STATED GOAL:
Pick out and copy each line of the records below that contains the word "hockey", matching its case exactly.

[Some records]

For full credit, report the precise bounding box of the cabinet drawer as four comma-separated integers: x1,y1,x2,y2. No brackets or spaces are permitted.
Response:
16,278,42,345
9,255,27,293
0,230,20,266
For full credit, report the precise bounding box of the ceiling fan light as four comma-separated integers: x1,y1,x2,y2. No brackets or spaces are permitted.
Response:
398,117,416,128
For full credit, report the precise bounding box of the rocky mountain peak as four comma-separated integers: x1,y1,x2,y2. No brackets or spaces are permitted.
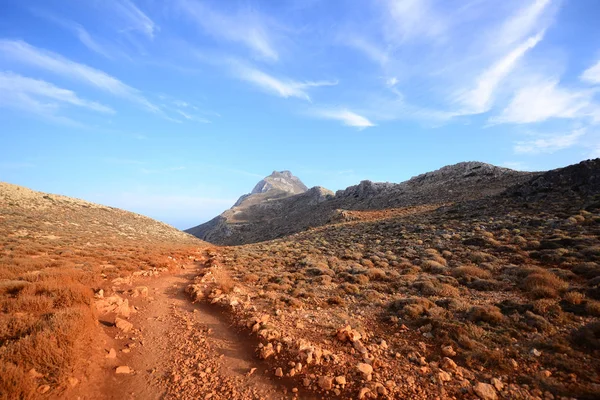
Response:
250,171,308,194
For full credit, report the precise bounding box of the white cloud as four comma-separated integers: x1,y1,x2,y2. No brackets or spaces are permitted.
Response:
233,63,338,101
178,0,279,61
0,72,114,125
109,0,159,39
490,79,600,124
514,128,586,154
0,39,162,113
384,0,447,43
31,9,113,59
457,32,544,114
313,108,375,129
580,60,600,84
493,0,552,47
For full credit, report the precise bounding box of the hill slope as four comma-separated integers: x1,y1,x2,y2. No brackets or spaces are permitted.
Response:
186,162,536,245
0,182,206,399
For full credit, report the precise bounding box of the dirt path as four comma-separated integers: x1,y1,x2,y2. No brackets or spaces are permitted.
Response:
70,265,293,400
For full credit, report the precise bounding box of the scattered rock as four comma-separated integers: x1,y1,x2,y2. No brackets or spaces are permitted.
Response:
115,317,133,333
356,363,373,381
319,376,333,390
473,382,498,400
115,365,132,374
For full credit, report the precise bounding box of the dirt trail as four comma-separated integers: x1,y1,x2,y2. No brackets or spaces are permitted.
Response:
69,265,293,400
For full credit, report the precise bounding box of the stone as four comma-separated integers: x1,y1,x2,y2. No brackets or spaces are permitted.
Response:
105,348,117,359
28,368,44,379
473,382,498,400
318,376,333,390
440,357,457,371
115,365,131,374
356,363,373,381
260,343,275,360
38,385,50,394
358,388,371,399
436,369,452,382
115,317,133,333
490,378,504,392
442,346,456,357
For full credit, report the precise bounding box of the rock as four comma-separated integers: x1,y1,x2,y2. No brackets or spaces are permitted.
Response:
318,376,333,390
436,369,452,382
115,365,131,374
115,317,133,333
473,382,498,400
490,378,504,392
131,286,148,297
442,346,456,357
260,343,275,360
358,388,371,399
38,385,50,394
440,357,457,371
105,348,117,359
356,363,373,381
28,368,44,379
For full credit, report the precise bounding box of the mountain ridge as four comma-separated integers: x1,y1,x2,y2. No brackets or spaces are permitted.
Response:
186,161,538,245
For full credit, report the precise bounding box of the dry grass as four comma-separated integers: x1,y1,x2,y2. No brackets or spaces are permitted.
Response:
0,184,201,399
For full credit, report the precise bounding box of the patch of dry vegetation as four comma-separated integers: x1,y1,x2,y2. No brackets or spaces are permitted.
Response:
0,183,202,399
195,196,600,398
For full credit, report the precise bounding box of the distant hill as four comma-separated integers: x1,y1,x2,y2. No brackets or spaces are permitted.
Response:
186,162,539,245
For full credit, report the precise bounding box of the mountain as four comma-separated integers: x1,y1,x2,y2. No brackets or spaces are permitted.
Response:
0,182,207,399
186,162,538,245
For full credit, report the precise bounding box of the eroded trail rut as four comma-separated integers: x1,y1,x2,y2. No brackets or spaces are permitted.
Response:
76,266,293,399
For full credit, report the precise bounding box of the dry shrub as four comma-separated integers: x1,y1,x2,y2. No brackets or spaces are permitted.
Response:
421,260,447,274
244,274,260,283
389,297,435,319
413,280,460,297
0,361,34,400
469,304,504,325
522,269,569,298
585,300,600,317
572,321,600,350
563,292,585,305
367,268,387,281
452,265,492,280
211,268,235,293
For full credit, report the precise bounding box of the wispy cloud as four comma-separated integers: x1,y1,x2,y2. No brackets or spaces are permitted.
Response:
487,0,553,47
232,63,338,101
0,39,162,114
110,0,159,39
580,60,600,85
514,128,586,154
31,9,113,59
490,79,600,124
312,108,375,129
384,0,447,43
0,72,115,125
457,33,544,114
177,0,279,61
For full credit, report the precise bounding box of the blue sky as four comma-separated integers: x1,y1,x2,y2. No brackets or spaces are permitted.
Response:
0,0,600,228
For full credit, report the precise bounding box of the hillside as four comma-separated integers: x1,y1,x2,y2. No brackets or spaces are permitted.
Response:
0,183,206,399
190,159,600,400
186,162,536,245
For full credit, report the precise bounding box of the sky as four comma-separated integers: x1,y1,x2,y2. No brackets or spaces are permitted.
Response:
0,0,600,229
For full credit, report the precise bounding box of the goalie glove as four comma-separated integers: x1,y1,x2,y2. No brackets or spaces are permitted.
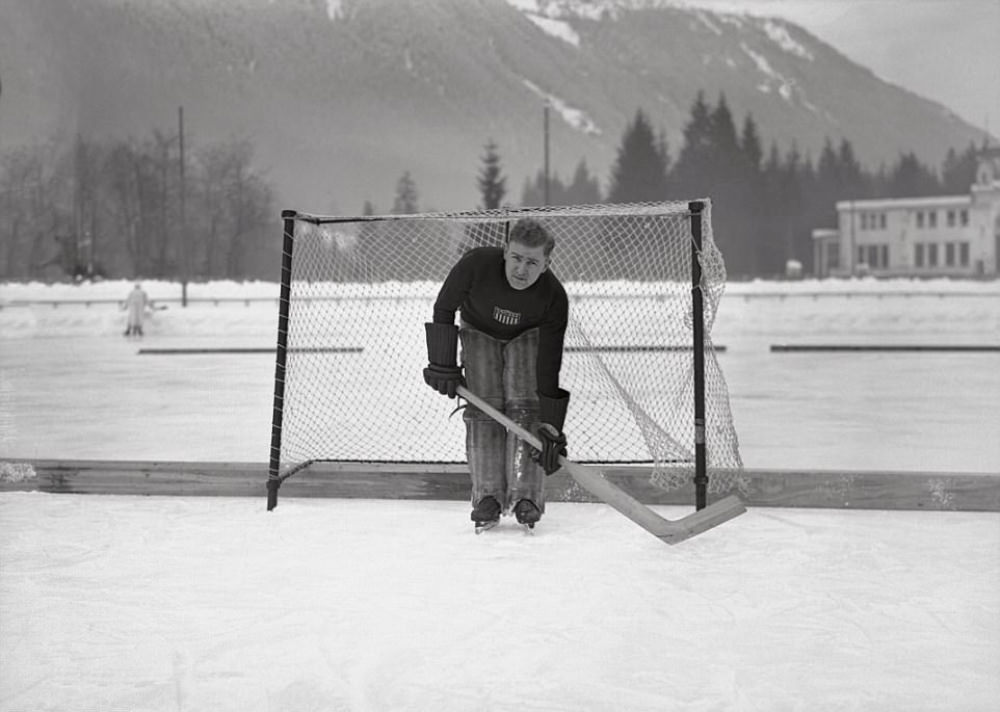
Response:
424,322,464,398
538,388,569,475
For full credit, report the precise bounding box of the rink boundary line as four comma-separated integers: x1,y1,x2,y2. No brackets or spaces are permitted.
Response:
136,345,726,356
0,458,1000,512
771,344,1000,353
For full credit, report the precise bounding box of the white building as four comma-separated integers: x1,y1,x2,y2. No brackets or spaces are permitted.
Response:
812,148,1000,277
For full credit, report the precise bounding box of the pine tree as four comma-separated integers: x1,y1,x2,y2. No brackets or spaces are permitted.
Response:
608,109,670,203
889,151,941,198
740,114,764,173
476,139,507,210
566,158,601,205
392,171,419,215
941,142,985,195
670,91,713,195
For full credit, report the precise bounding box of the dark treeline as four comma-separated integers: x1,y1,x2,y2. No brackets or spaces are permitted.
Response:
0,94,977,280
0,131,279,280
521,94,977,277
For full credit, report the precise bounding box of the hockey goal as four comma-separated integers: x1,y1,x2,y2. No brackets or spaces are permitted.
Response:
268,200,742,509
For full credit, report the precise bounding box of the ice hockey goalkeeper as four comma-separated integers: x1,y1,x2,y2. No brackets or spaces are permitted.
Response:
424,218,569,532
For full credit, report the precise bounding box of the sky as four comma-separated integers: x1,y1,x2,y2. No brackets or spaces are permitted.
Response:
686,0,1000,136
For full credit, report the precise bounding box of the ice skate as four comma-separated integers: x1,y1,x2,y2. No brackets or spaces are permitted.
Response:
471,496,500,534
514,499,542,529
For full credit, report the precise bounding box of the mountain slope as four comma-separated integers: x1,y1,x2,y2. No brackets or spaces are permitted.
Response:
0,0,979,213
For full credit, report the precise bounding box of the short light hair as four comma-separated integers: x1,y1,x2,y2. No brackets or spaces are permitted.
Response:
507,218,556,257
---
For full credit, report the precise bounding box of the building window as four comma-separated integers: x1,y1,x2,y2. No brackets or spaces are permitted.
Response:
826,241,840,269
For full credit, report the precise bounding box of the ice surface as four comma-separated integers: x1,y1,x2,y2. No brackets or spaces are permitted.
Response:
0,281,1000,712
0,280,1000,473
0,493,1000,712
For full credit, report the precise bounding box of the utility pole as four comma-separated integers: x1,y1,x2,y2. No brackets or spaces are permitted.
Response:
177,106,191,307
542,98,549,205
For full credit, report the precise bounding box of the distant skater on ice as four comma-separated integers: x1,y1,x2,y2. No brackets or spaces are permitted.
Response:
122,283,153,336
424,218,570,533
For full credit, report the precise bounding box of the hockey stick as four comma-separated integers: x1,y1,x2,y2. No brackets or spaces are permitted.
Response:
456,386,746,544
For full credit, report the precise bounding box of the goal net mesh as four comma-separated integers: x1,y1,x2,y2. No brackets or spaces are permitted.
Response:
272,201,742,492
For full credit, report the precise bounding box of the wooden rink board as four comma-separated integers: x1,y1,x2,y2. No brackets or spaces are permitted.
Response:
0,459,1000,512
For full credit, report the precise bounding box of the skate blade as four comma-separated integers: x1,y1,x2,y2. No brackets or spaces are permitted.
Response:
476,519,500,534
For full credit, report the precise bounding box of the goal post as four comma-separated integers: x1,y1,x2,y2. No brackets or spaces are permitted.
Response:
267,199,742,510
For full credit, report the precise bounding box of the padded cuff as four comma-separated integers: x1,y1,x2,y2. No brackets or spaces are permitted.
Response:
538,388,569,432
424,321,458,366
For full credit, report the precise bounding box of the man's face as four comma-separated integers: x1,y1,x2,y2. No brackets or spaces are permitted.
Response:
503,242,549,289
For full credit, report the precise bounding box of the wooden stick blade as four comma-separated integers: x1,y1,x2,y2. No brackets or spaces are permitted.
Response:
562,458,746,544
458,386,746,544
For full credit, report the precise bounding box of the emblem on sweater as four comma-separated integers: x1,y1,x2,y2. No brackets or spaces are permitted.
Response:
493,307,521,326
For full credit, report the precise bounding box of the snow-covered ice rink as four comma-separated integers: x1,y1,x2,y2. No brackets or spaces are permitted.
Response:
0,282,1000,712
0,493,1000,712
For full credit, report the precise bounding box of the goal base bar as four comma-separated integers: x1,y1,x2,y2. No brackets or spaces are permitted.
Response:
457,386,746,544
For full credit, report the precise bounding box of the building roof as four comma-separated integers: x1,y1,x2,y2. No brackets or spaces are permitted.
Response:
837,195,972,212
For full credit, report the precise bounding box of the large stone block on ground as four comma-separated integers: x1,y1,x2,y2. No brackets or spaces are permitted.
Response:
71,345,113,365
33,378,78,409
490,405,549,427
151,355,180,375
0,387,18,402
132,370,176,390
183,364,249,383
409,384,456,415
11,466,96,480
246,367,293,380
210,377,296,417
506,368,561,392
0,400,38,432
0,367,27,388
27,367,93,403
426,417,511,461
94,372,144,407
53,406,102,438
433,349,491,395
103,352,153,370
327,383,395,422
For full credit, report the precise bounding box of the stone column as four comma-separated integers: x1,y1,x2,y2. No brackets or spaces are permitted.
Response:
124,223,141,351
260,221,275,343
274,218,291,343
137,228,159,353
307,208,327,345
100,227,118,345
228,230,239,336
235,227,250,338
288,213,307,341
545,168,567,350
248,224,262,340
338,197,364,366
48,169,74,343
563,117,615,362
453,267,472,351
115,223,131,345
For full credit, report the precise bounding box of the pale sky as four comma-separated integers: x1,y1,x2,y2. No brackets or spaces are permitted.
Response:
==
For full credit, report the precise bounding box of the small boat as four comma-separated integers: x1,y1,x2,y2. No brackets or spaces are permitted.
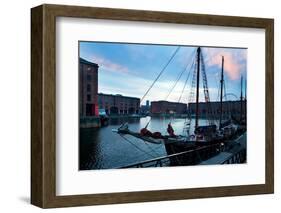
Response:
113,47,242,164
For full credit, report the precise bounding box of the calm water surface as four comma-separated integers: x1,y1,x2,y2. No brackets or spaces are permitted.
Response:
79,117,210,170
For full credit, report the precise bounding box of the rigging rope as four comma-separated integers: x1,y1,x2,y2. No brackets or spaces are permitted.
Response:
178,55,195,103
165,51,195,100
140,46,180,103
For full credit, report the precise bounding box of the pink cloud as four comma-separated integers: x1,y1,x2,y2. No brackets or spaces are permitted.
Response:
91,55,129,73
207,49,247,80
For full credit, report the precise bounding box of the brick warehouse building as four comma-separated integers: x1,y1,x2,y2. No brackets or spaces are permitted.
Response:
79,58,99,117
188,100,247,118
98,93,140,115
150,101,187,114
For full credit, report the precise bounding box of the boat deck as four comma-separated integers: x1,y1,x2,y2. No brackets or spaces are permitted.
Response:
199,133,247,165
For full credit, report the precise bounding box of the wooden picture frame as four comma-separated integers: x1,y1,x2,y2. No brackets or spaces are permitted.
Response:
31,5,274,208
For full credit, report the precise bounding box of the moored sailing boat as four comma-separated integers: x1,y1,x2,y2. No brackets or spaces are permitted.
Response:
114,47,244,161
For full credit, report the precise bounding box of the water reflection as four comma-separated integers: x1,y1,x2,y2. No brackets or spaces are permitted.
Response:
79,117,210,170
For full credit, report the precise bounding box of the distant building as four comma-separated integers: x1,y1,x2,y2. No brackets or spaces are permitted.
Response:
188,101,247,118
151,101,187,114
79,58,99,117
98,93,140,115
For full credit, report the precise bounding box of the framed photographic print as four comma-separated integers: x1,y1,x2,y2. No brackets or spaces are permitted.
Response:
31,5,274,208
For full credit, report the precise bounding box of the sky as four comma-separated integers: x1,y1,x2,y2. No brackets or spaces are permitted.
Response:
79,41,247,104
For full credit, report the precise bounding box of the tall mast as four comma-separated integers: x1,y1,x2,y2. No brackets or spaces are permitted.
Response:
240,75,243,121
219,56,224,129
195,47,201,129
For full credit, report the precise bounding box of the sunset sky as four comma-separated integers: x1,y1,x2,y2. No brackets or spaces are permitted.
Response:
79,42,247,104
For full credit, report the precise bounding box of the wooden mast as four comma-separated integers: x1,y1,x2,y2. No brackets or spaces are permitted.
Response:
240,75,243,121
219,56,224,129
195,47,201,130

WRITTEN ANSWER:
For full credit, report the precise bounding box of the hockey goal as four comma-separated integers: x1,y1,x2,y2. No brackets or spaces are permitted.
For full credit, report the precise bounding box of the ice hockey goalkeeper as four comma-separated integers: x1,y1,x2,y2. No brackets or spaces are permitted.
For full credit, report the precise bounding box of the hockey stick as four comma-separated integers: x1,y1,x2,y2. No brackets or spaces are permitted.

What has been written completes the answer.